> **PERMINTAAN**: Menurut petikan tentang sifat pemaaf di bawah, dari siapa seseorang hanya mengharapkan balasan ketika memberi bantuan atau kebaikan?

> **PETIKAN TEKS**:
################

Dan ketika engkau memberinya bantuan atau kebaikan, engkau tidak menunggu ucapan terima kasih darinya, dan dirimu pun tidak mengharapkan balasan kebaikan serupa darinya. Akan tetapi, engkau hanya mengharapkan balasan dari Pemilik balasan yang teragung (yaitu Allah).


Cukupkanlah dirimu dengan itu (harapan pada Allah) sehingga tidak lagi memandang (dan berharap) kepada makhluk. Bebaskanlah dirimu dari bisikan dan dorongan hawa nafsu yang mengajak kepada keegoisan (egoisme), keinginan membalas dendam, dan sikap ingin menguasai nikmat untuk diri sendiri tanpa memedulikan orang lain.


Sungguh, alangkah indahnya sifat pemaaf dan perbuatan baik itu! Dan alangkah mulianya orang yang memilikinya! Alangkah terhormat dan manisnya jiwa seseorang ketika ia mampu mengangkat dirinya di atas ambisi-ambisi dan puing-puing dunia yang hina. Dan ketika ia terbang tinggi dengan hatinya yang lapang, melampaui kesalahan-kesalahan kecil, kekeliruan, dan ketergelinciran (orang lain).

################

> **CUPLIKAN DATA**:

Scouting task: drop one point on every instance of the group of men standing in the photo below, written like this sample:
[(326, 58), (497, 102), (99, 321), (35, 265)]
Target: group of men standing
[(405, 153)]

################

> **HASIL LATIHAN**: Dari Pemilik balasan yang teragung, yaitu Allah.